__Aim__:
Could you collect every line in the data below that contains the word "query"?

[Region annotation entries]

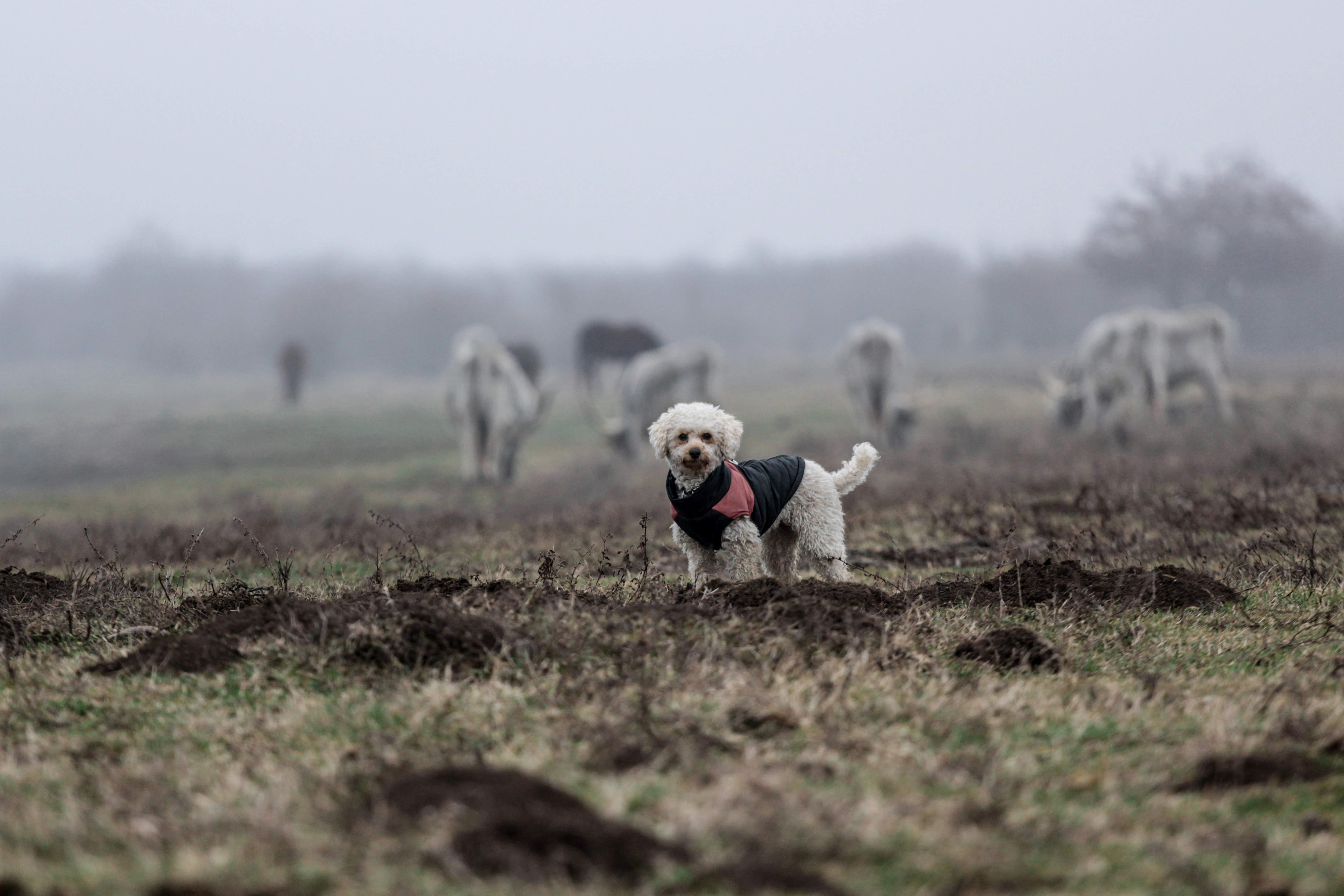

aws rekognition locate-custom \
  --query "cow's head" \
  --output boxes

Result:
[1040,367,1083,429]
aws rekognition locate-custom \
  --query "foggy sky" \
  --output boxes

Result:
[0,0,1344,265]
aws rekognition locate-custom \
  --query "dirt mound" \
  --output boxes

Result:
[0,567,70,606]
[898,559,1238,610]
[746,598,883,649]
[396,575,472,596]
[380,767,684,884]
[347,594,505,669]
[177,582,273,623]
[1172,750,1333,793]
[662,862,845,896]
[196,595,341,642]
[952,626,1059,672]
[691,578,905,612]
[82,634,243,676]
[196,592,507,669]
[0,617,28,657]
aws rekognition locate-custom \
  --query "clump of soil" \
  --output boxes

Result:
[177,582,271,622]
[396,575,472,598]
[1172,750,1333,793]
[184,592,507,669]
[707,578,905,612]
[0,567,70,606]
[82,634,243,676]
[952,626,1059,672]
[0,617,28,655]
[380,767,686,884]
[898,559,1238,610]
[664,862,845,896]
[196,594,351,643]
[347,594,505,669]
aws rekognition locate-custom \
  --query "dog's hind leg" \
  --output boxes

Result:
[761,522,798,584]
[798,505,850,582]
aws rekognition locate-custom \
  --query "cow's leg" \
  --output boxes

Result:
[1079,374,1102,433]
[1199,364,1237,423]
[481,426,507,482]
[458,414,485,481]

__Expected answer__:
  --query "cow's head" \
  --query "foggy sky" \
  --query "dirt mound" \
  --query "clump of soil" \
  --query "dog's hind leg" \
  --query "cow's leg" \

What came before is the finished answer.